# Required work
Copy out the post about setting up a Linux firewall below word for word, from its first line to its last.

# Source extract
1998-04-08 Thread Jeffrey Fearn

Thanks to all thoes who responded I have now down loaded squid, and 
am trying to configure it :) 

NB. Just a note to clear up any questions about what I'm trying to 
do. We currently have an NT/95/Novell network with an NT box as the 
web/mail  server. We require a firewall to protect our site (don't 
ask me why, we got noth'n here :) The cost of US$2000+ for an NT 
firewall makes the option too expensive for us. So how are we gonna 
firewall? Linux! So I need to replace mail/web services, we don't 
need a web server as we don't have, and will not have, externally 
available resources. The set up is a nightmare! I can't replace the 
NT server until the Linux box is complete, so I'm trying to configure 
it inside the network, to work outside the network AAAH. The 
E-mail seems to work, I can get/send mail, but only if I use [  ] 
around the IP, ie me@[1.1.1.1]. The way my boss wants it to work is 
that we keep the current local connections to the NT server, as this 
is the config our customers have, we move the modem to the Linux box, 
make the NT server point to the Linux box, and Linux to our ISP. I 
know! A proxy pointing to a proxy to a proxy! But the customer is 
_always_ right. Stupid, uninformed, pig headed, but none the less 
right! So that is my mission, I am working here part-time, finishing 
my Uni degree, and trying not to stuff up the network :} A lot of our 
customers are connecting to the web and want a cheap/effective 
proxy/firewall solution, if I can get this thing to run reliably we 
might even be able to sell a few. I am setting this up on an OLD 486, 
we may be able to offer solutions for under A$600, the Ozzy $ is ~66 
US cents! This is much cheaper than any other solution we have seen.

# Supplied material

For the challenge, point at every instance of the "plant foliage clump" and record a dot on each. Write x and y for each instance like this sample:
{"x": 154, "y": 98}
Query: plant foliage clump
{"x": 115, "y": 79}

# Complete output
1998-04-08 Thread Jeffrey Fearn

Thanks to all thoes who responded I have now down loaded squid, and 
am trying to configure it :) 

NB. Just a note to clear up any questions about what I'm trying to 
do. We currently have an NT/95/Novell network with an NT box as the 
web/mail  server. We require a firewall to protect our site (don't 
ask me why, we got noth'n here :) The cost of US$2000+ for an NT 
firewall makes the option too expensive for us. So how are we gonna 
firewall? Linux! So I need to replace mail/web services, we don't 
need a web server as we don't have, and will not have, externally 
available resources. The set up is a nightmare! I can't replace the 
NT server until the Linux box is complete, so I'm trying to configure 
it inside the network, to work outside the network AAAH. The 
E-mail seems to work, I can get/send mail, but only if I use [  ] 
around the IP, ie me@[1.1.1.1]. The way my boss wants it to work is 
that we keep the current local connections to the NT server, as this 
is the config our customers have, we move the modem to the Linux box, 
make the NT server point to the Linux box, and Linux to our ISP. I 
know! A proxy pointing to a proxy to a proxy! But the customer is 
_always_ right. Stupid, uninformed, pig headed, but none the less 
right! So that is my mission, I am working here part-time, finishing 
my Uni degree, and trying not to stuff up the network :} A lot of our 
customers are connecting to the web and want a cheap/effective 
proxy/firewall solution, if I can get this thing to run reliably we 
might even be able to sell a few. I am setting this up on an OLD 486, 
we may be able to offer solutions for under A$600, the Ozzy $ is ~66 
US cents! This is much cheaper than any other solution we have seen.